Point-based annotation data
╔══
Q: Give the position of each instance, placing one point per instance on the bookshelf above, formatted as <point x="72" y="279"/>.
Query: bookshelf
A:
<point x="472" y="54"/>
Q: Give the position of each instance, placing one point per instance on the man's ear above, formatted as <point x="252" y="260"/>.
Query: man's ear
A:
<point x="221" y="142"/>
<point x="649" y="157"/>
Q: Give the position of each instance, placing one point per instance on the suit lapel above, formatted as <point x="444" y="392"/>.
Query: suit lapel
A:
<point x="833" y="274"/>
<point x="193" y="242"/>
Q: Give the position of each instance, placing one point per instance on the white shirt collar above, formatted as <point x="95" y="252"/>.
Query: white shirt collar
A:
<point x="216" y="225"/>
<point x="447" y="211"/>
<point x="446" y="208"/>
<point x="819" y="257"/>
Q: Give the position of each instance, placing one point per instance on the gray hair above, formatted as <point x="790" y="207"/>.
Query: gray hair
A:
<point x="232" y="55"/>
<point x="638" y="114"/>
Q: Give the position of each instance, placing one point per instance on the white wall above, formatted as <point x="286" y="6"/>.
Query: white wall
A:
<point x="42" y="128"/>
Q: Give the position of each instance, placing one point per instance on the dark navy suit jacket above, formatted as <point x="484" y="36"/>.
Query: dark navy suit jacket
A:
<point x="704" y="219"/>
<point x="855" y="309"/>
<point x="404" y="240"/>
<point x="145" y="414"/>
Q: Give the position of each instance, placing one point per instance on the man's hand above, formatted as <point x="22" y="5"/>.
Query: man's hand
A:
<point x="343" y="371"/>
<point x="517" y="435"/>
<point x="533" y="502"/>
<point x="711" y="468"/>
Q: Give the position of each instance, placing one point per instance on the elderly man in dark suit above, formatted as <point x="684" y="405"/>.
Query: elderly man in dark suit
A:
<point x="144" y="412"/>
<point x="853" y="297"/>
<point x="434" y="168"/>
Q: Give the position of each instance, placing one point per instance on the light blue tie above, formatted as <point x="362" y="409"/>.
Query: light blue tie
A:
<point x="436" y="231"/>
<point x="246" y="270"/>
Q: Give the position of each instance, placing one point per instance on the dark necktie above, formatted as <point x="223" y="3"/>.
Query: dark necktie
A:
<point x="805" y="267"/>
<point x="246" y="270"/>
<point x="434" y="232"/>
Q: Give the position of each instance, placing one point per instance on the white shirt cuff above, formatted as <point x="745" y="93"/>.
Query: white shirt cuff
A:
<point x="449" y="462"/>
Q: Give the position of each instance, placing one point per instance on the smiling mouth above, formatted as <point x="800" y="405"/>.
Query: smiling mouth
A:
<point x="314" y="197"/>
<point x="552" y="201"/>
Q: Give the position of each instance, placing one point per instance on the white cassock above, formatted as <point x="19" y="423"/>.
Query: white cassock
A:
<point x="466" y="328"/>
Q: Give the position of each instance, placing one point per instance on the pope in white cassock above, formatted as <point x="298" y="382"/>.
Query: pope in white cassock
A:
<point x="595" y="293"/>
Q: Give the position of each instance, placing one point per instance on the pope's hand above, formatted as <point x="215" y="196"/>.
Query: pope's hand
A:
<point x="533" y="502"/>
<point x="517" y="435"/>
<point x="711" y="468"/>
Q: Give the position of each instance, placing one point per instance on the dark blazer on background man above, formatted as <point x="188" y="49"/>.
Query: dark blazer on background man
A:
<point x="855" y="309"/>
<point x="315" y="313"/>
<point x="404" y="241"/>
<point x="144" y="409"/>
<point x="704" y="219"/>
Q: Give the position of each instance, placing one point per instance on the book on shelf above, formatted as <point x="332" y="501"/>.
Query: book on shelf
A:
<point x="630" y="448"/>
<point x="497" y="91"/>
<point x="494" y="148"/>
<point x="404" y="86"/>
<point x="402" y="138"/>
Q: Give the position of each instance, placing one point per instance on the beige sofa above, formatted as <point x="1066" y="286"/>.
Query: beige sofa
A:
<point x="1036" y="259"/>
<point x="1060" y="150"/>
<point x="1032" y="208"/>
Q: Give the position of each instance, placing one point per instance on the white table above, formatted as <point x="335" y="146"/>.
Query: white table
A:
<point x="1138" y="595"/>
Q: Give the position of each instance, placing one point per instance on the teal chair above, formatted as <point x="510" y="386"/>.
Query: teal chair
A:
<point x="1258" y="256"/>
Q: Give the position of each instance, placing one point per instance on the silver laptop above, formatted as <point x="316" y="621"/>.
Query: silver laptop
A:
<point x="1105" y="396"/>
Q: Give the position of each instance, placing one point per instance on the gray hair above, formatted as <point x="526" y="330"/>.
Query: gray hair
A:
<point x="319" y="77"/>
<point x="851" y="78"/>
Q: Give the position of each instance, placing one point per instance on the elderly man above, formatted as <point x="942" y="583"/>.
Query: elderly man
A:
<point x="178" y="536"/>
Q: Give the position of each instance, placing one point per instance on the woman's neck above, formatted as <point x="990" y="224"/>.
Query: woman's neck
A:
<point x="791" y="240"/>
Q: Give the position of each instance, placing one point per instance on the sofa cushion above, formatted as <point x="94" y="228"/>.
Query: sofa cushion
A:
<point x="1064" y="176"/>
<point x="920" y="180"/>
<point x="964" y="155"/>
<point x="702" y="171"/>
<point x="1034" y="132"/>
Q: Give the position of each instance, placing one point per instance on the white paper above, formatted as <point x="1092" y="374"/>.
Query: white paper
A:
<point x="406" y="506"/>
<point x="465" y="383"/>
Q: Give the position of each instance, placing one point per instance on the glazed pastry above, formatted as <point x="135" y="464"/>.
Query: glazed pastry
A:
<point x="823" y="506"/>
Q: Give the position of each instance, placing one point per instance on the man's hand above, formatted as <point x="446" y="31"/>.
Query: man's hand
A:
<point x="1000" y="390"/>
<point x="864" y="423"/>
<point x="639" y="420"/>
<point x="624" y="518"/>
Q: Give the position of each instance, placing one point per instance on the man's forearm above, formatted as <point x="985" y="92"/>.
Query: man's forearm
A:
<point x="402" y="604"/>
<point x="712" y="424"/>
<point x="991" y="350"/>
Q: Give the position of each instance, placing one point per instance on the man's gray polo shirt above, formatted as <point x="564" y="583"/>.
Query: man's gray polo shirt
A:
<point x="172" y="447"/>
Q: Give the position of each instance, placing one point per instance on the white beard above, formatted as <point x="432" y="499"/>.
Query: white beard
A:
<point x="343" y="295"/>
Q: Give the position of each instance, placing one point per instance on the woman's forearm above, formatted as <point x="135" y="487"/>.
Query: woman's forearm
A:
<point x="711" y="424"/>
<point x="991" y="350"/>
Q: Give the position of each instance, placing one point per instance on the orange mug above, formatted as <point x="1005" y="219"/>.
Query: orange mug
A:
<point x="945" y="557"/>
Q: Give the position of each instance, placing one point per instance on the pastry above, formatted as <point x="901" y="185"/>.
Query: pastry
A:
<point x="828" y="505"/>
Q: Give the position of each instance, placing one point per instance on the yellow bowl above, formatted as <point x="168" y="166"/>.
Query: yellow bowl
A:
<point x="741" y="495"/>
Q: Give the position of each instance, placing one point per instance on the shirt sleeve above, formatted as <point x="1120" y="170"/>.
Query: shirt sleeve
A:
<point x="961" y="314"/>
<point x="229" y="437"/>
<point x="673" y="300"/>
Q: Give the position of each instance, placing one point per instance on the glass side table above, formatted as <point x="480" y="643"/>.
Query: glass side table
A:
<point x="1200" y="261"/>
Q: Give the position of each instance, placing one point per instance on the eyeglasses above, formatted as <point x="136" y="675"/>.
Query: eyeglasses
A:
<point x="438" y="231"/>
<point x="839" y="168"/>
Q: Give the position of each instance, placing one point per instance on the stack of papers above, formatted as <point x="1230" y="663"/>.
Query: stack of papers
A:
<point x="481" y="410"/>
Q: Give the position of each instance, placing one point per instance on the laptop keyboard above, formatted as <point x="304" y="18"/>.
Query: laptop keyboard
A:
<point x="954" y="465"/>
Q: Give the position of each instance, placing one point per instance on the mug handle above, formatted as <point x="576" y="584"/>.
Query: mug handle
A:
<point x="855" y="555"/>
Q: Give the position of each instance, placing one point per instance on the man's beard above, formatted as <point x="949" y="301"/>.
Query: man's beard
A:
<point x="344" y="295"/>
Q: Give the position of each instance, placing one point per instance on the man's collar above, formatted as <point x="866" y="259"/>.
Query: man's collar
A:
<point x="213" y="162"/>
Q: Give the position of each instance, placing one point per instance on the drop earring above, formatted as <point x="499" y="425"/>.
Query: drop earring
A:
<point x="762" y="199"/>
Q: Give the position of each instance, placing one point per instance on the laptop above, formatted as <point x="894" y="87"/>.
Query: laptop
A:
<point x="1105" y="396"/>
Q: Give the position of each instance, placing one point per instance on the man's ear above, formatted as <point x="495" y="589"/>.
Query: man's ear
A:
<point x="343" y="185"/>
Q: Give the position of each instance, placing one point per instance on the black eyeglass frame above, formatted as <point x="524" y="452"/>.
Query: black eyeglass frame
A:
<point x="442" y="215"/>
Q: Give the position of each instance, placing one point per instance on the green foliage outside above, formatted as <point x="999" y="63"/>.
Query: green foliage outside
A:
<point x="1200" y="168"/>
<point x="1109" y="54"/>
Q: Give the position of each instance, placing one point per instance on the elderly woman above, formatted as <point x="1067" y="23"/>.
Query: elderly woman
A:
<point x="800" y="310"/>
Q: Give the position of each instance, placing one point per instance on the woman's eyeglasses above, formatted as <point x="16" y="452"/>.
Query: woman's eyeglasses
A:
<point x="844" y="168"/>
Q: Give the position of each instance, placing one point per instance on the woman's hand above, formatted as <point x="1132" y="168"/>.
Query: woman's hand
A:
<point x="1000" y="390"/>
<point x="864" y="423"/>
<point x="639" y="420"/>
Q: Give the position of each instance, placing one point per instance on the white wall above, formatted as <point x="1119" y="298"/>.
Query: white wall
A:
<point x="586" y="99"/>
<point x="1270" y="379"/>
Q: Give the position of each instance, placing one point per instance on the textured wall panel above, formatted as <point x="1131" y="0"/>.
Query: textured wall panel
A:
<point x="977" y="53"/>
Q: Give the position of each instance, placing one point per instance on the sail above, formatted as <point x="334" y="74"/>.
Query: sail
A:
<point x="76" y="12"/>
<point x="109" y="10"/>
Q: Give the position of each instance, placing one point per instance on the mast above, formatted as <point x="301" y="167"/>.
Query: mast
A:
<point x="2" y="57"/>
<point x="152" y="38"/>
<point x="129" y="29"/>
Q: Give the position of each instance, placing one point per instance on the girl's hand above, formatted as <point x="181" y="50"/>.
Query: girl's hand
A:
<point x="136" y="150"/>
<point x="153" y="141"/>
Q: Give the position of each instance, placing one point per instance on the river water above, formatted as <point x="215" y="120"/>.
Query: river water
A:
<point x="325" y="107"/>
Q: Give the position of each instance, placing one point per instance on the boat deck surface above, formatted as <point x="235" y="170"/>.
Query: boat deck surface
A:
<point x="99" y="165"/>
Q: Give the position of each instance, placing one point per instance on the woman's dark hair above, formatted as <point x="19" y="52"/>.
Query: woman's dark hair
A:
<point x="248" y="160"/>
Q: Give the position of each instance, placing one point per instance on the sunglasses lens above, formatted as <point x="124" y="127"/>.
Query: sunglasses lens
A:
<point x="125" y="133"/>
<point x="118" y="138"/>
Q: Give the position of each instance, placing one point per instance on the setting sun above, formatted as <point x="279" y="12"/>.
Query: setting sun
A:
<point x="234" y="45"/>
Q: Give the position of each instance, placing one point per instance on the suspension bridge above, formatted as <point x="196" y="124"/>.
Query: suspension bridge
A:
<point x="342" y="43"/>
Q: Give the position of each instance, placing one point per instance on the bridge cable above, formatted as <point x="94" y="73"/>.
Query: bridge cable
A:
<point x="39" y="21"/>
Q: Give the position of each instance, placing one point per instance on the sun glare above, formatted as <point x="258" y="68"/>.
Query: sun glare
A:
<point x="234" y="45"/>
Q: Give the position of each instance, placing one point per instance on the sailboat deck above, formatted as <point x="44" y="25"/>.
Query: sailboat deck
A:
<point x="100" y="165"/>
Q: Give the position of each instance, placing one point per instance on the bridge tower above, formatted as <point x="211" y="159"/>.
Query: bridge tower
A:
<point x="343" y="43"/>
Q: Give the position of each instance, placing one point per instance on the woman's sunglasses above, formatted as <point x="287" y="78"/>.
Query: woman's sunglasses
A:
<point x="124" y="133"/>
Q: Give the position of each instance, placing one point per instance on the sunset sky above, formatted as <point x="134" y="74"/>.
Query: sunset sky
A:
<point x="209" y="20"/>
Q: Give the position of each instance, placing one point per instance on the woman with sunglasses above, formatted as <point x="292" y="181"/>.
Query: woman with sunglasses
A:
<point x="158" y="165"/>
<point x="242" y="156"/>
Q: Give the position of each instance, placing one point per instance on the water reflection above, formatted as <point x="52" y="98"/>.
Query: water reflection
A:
╚══
**INSTRUCTIONS FOR THE TASK**
Using the records above, please retype only the run of lines from the line holding "on the setting" through the last line, both ends included.

**FINISHED EXERCISE**
Q: Give the position of each instance, placing one point per instance on the setting sun above, formatted as <point x="279" y="12"/>.
Query: setting sun
A:
<point x="234" y="45"/>
Q: Give the position of each instance, placing one point per instance on the suspension bridge above, formatted as <point x="196" y="124"/>.
Query: suspension bridge
A:
<point x="342" y="43"/>
Q: Give the position of each instance, placing one point per instance on the bridge cable above, formatted as <point x="94" y="73"/>.
Query: bridge cable
A:
<point x="39" y="21"/>
Q: Give the position of each instance, placing one point per instance on the sun glare above, formatted as <point x="258" y="68"/>.
Query: sun glare
A:
<point x="234" y="45"/>
Q: Give the position of each instance, placing one point per instance on the sailboat deck above, formatted as <point x="44" y="25"/>.
Query: sailboat deck
A:
<point x="100" y="165"/>
Q: Give the position of each instance, placing one point per instance on the bridge tower above, formatted as <point x="211" y="159"/>.
Query: bridge tower
A:
<point x="343" y="43"/>
Q: Give the position of each instance, placing one point per instance on the woman's sunglasses above, formatted as <point x="287" y="78"/>.
Query: woman's sunglasses
A:
<point x="124" y="133"/>
Q: Give the position of each instance, placing one point per instance on the sunset sky above, formatted as <point x="134" y="74"/>.
Query: sunset sky
A:
<point x="209" y="20"/>
Q: Give the position of each instance, placing one point per instance on the woman with sunglasses above, formatted as <point x="292" y="181"/>.
Query: woman with sunglasses
A:
<point x="158" y="165"/>
<point x="242" y="156"/>
Q: Give the position of each instance, placing one point per instance on the water reflection above, formatted as <point x="52" y="98"/>.
Query: water reflection
A:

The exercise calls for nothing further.